**The records:**

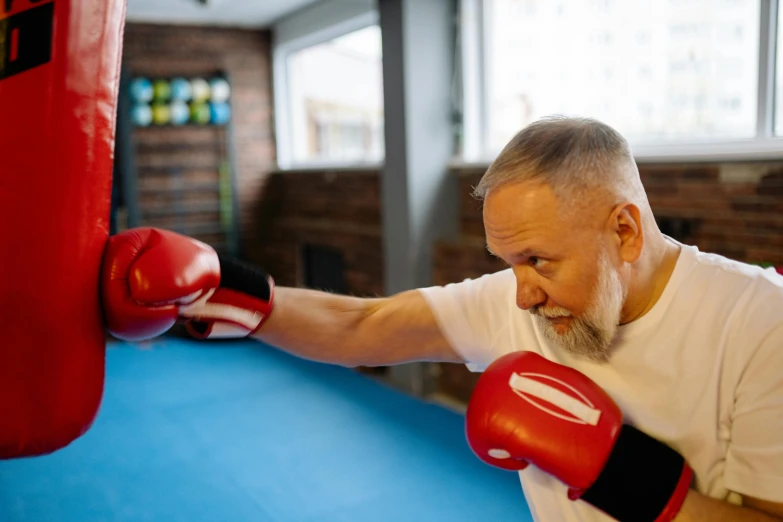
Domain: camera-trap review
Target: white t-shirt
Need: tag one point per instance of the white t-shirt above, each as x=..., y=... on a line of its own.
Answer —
x=702, y=371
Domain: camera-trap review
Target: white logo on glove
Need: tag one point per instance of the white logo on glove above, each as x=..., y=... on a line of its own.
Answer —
x=524, y=386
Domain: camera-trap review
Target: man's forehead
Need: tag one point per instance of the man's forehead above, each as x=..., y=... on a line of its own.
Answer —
x=526, y=201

**Task details:**
Swap "camera-trap review" for "wildlife photo review" everywhere it appears in the material above, and write the material out again with nothing else changed. Leave the pictures out.

**Correct answer:**
Domain: wildlife photo review
Target: white t-shirt
Need: tag one point per instance of the white t-shirt above, each as x=..., y=... on a line of its own.
Answer —
x=702, y=371
Domain: wildlife photo review
Target: white logo on glove
Need: tag one point per instance of the white logo on glove above, each as x=..., y=... on a line of its own.
Answer —
x=524, y=386
Domain: wildlife photo review
Target: man's forehead
Need: tag one point per instance of the man's forehead above, each as x=..., y=... on a line of its own.
Answer —
x=526, y=201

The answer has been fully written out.